**GIVEN EXERCISE:**
Recast the lines of the listing as a numbered list, from the line containing "Practice. Indicate each instance of the window" through the end of the listing, both included, and leave out any blank lines.

---*---

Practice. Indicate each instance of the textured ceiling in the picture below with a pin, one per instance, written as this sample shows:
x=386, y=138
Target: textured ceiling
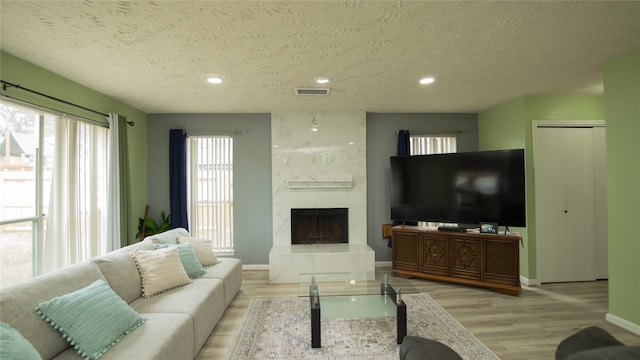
x=155, y=56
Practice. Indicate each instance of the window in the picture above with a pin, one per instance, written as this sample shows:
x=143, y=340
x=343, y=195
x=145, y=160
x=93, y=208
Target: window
x=211, y=189
x=431, y=144
x=31, y=143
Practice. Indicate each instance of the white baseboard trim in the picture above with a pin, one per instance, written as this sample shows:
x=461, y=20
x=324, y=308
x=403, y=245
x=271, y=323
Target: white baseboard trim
x=528, y=282
x=625, y=324
x=384, y=265
x=255, y=267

---*---

**FINISHED ANSWER:**
1. Practice. Indicate each instance of the window in the picture above with a pin, one per instance, written as this sample shows:
2. x=143, y=340
3. x=343, y=195
4. x=145, y=160
5. x=93, y=208
6. Target: window
7. x=211, y=189
8. x=431, y=144
9. x=31, y=143
10. Practice. Indicate each instance of the white baseboard trim in the picture above with a pin, one per instance, written as this sample shows:
11. x=461, y=20
12. x=324, y=308
13. x=403, y=245
14. x=271, y=323
15. Target: white baseboard trim
16. x=528, y=282
17. x=625, y=324
18. x=384, y=265
19. x=255, y=267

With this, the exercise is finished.